# start of Data to use
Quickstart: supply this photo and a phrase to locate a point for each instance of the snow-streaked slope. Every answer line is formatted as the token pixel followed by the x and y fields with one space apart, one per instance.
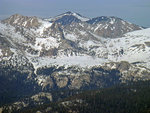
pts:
pixel 131 48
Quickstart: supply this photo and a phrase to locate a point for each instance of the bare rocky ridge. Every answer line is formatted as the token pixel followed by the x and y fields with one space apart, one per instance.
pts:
pixel 50 54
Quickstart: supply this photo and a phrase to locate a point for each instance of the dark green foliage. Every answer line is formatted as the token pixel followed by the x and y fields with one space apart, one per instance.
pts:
pixel 131 98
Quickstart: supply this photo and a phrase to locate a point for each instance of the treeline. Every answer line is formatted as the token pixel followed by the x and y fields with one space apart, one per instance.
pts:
pixel 131 98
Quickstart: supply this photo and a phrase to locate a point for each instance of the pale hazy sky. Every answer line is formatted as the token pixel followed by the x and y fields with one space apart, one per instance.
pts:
pixel 135 11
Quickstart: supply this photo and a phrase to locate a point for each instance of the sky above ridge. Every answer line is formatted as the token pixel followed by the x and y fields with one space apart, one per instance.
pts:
pixel 134 11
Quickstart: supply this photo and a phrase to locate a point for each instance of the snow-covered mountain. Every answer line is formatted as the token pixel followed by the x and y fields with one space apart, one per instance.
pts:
pixel 71 51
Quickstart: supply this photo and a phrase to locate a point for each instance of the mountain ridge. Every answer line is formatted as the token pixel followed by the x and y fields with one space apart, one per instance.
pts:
pixel 46 56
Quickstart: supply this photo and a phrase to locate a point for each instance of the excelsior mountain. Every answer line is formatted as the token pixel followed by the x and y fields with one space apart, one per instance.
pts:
pixel 71 51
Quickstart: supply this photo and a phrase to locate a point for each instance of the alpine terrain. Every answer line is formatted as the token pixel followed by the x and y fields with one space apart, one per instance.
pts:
pixel 39 57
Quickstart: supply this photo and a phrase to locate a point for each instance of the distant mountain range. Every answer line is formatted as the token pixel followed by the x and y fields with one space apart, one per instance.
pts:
pixel 69 51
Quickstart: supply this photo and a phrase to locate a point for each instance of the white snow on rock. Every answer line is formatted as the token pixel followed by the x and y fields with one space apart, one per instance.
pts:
pixel 44 26
pixel 80 17
pixel 46 43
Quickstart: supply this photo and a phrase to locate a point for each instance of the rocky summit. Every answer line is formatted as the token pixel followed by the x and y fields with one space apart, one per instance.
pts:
pixel 68 51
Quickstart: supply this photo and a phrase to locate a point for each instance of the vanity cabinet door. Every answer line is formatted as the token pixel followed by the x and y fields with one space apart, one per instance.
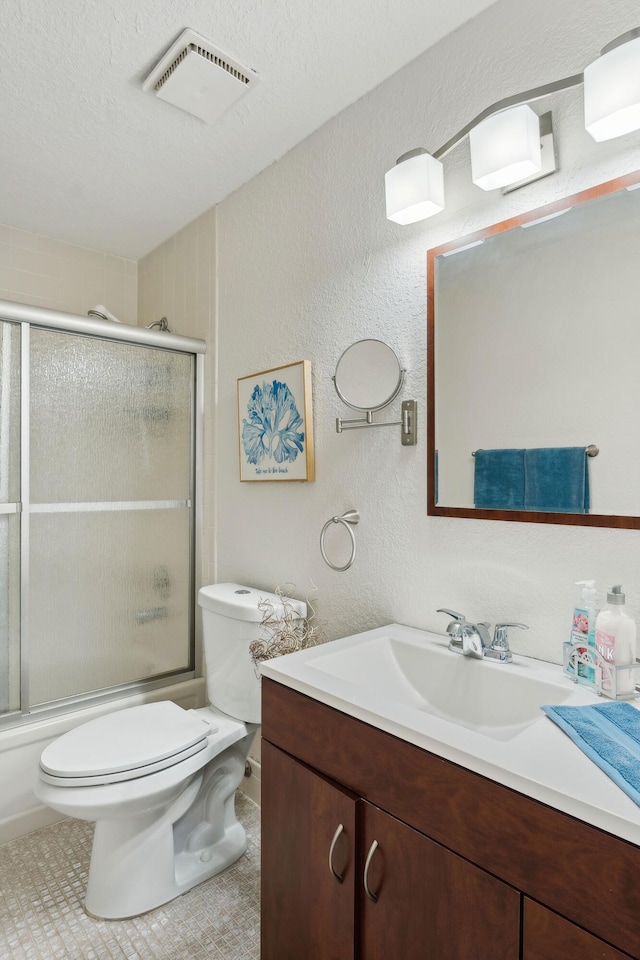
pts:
pixel 431 904
pixel 550 937
pixel 306 911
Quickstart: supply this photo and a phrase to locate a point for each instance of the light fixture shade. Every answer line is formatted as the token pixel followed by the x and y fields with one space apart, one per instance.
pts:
pixel 612 92
pixel 414 188
pixel 505 148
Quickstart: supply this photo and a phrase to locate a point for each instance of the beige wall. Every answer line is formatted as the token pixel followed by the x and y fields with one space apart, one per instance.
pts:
pixel 178 280
pixel 50 273
pixel 307 263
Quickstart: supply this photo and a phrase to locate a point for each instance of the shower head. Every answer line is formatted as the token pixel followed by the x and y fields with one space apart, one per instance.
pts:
pixel 101 313
pixel 161 324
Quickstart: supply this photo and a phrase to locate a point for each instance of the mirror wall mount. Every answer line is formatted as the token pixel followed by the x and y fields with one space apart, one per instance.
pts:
pixel 368 378
pixel 615 450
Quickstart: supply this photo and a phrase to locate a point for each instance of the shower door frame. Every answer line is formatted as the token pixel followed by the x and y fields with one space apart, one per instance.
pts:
pixel 29 316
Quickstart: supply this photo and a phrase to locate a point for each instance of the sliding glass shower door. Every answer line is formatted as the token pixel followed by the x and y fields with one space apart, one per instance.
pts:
pixel 96 587
pixel 10 393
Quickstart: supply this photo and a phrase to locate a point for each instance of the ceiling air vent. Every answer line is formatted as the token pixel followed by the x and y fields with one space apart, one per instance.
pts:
pixel 198 78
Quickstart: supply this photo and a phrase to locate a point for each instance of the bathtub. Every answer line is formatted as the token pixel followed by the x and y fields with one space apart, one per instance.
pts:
pixel 20 748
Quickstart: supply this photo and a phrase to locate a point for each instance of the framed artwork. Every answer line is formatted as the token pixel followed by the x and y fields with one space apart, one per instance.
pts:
pixel 275 425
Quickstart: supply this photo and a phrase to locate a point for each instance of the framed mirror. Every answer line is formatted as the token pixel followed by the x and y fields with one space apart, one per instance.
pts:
pixel 533 350
pixel 368 375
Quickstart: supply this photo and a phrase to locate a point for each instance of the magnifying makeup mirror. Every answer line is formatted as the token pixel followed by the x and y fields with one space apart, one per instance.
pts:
pixel 369 377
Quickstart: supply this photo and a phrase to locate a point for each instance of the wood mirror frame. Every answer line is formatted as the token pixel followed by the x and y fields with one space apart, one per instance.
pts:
pixel 433 509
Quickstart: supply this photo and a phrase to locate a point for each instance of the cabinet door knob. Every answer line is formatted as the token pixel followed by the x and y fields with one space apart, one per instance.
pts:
# end of Data to use
Aim> Rewrite all of the lines above, replacing every occurrence of "Quickstart" with "Instructions" and changing nothing else. Leave the pictures out of your version.

Answer below>
Instructions: supply this photo and a phrase to locate a point for each instance of the snow-streaked slope. Every answer line is formatted as the token pixel followed by the x and y fields with one space apart, one per instance.
pts:
pixel 131 48
Instructions: supply this photo and a phrase to locate a point for each instance of the bare rocky ridge. Every answer line is formatted as the token pixel followed by the x and y fields with one space apart, one per instance.
pts:
pixel 50 54
Instructions: supply this photo and a phrase to locate a point for each instance of the dark green foliage. Every answer line is formatted as the token pixel followed by the x and y fields with one space apart, one per instance.
pts:
pixel 131 98
Instructions: supply this photo and a phrase to locate a point for each instance of the treeline. Every answer line is formatted as the token pixel followed by the x and y fields with one space apart, one per instance.
pts:
pixel 131 98
Instructions: supply this photo and a phrase to locate a point for each instance of the pale hazy sky. Every answer line is formatted as the token pixel followed by the x and y fields with one space apart, one per instance.
pts:
pixel 135 11
Instructions: supply this photo and a phrase to locate a point for each instance of the sky above ridge. Every answer line is formatted as the token pixel followed by the x and y fields with one space apart, one per instance.
pts:
pixel 134 11
Instructions: supply this photo and a phrase to locate a point for each instance of the snow-covered mountain. Every answer line is formatted as the token pixel followed by the x and y fields with one space apart, one per instance.
pts:
pixel 71 51
Instructions: supply this photo and a phrase to locate a point for each instance of the mountain ridge. Every answer line is formatted as the token pixel followed by the x and y fields with one space apart, one per instance.
pts:
pixel 46 56
Instructions: supply this photo and a phrase to locate a point for each instance of the excelsior mountain. Every answer line is formatted as the token pixel followed by the x and y fields with one space apart, one per instance.
pts:
pixel 71 51
Instructions: supply this photo and a phrase to locate a point for each instance of the alpine terrain. Every answer line is formatted as the token pixel followed by the x and y fields with one space apart, one per instance.
pts:
pixel 39 57
Instructions: supply this photo and a phrase to locate a point for each instance of the distant mountain range. Every answer line is formatted as the token pixel followed by the x and y fields with one space apart, one per instance.
pts:
pixel 69 51
Instructions: supply this photo and a phrase to locate a point for each instance of the white snow on rock. Every answer line is formatted as the token pixel followed by the x and y fields with one space apart, one per instance.
pts:
pixel 44 26
pixel 80 17
pixel 46 43
Instructions: supply this photo and a phrase to locate a point for each instance of the rocky summit. Every answer line is formatted as the token pixel followed by the x and y fields with one space apart, one per instance.
pts:
pixel 68 51
Instructions: supply this photo and a phrase to locate a point for each instance of the vanity cabinet door. Every answer line is formatted as the token pixel followed by the x and y fields with one space apart, one per instance.
pts:
pixel 431 904
pixel 550 937
pixel 306 911
Instructions: supply this photo and a phrase to locate a point for each instance of the light fixture shade. Every answer line is formatted as the token pixel followed by the x and y fields with one space apart, one per instance.
pts:
pixel 612 92
pixel 414 188
pixel 505 148
Instructions: supply this photo and a phrase to locate a point for each instance of the beige wall. Every answer line is formatted as the token pixel followed by the x and y fields with one space apart, one per instance.
pts:
pixel 178 280
pixel 50 273
pixel 307 263
Instructions: supply this photo and a phrase to locate a point for each instance of the shower head. Every answer line is formatted as the token pixel followed by the x and y fields with one space apart, one per instance.
pts:
pixel 101 313
pixel 161 324
Instructions: supply this photo and a phrase to locate a point for each instance of the mirror wall mount. Every answer line is formatted as the token pixel followed by the x and y fields with one space apart, one per instance.
pts:
pixel 368 378
pixel 615 450
Instructions: supply this photo and a phrase to locate a point for each instance of the shower door frame. Every answer line is formatted as the token pixel followed by the x and y fields with one space apart, one per instance.
pts:
pixel 29 316
Instructions: supply this photo and a phrase to locate a point for each instance of the sliding glass shower door. Every answer line is formatted as the token pixel followed by the x and y fields with one space apart, one per instance.
pts:
pixel 96 587
pixel 10 393
Instructions: supply this photo and a phrase to locate a point for each instance of the ceiling air vent. Every answer line is formatted as the token pixel followed by the x and y fields with one space apart, one per instance.
pts:
pixel 198 78
Instructions: supply this photo and a phrase to locate a point for each instance of the bathtub. Every answer line is formatted as the token pixel followed by the x and y fields with one space apart, one per instance.
pts:
pixel 20 748
Instructions: supply this photo and a phrase to locate a point for each instance of the framed artwork. Every answer line is formatted as the token pixel followed by the x and y fields with one space apart, one per instance.
pts:
pixel 275 425
Instructions: supply this photo and a phrase to locate a point for each instance of the framed mirror. Every answer line is formatted as the token pixel followed by the x and y fields with one space apart, one per instance.
pts:
pixel 533 350
pixel 368 375
Instructions: supply this photo and a phrase to locate a point for each instance of the magnifying makeup mirror. Every answer line is formatted as the token pixel followed by the x and y fields with one space apart, one per instance.
pts:
pixel 369 377
Instructions: supply this photo and a phrase to locate a point for each instance of the wood mirror frame. Every answer line is formatted as the token pixel followed by the x and y fields with one space apart, one per instance.
pts:
pixel 433 509
Instructions: supply this photo and a phrase to locate a point for each instance of the cabinet door knob. Every answer line is formatted as the token pixel followed by the x and y fields with one space apart, one per instance.
pts:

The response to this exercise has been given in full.